▶ TASK STATEMENT: When you return the data, keep every line exactly as it is and leave out the pictures.

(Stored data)
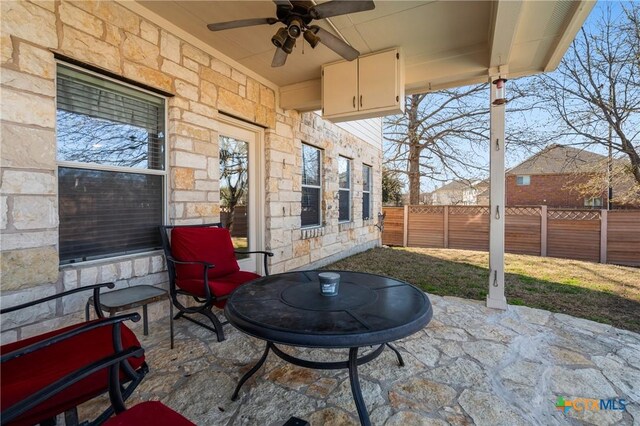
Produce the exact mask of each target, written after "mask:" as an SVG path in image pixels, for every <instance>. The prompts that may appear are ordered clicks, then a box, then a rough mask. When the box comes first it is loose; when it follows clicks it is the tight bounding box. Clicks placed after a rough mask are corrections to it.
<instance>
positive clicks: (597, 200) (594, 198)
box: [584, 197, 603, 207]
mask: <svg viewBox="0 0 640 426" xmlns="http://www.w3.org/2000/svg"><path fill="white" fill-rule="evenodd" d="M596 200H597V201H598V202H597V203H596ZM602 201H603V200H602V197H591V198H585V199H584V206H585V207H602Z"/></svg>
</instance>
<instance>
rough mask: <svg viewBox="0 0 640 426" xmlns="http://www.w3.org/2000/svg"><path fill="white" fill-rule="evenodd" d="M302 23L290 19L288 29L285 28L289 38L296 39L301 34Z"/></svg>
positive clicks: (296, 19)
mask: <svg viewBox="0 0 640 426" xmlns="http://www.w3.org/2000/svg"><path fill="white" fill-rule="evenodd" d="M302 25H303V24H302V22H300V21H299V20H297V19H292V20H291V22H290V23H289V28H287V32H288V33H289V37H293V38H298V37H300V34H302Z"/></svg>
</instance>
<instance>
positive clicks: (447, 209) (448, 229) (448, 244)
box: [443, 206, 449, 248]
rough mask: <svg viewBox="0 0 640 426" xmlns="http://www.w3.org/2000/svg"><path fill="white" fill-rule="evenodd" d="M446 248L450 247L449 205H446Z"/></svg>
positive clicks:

▶ FINAL ANSWER:
Produce the exact mask of each target, written after "mask:" as an SVG path in image pixels, for every <instance>. The prompts that may appear are ordered clicks, then a box, then a rough mask. When the box comes first it is loose; when it follows clicks it is the tight bounding box. Clicks placed after a rough mask are corrections to it.
<instance>
positive clicks: (597, 200) (594, 198)
box: [584, 197, 603, 207]
mask: <svg viewBox="0 0 640 426" xmlns="http://www.w3.org/2000/svg"><path fill="white" fill-rule="evenodd" d="M596 200H597V201H598V202H597V203H596ZM602 201H603V200H602V197H591V198H585V199H584V206H585V207H602Z"/></svg>
</instance>
<instance>
rough mask: <svg viewBox="0 0 640 426" xmlns="http://www.w3.org/2000/svg"><path fill="white" fill-rule="evenodd" d="M302 23L290 19L288 29L285 28L289 38L296 39L301 34Z"/></svg>
positive clicks: (296, 19)
mask: <svg viewBox="0 0 640 426" xmlns="http://www.w3.org/2000/svg"><path fill="white" fill-rule="evenodd" d="M302 25H303V24H302V22H300V21H299V20H297V19H292V20H291V22H290V23H289V28H287V32H288V33H289V37H293V38H298V37H300V34H302Z"/></svg>
</instance>
<instance>
positive clicks: (447, 209) (448, 229) (448, 244)
box: [443, 206, 449, 248]
rough mask: <svg viewBox="0 0 640 426" xmlns="http://www.w3.org/2000/svg"><path fill="white" fill-rule="evenodd" d="M446 248L450 247L449 205H446Z"/></svg>
positive clicks:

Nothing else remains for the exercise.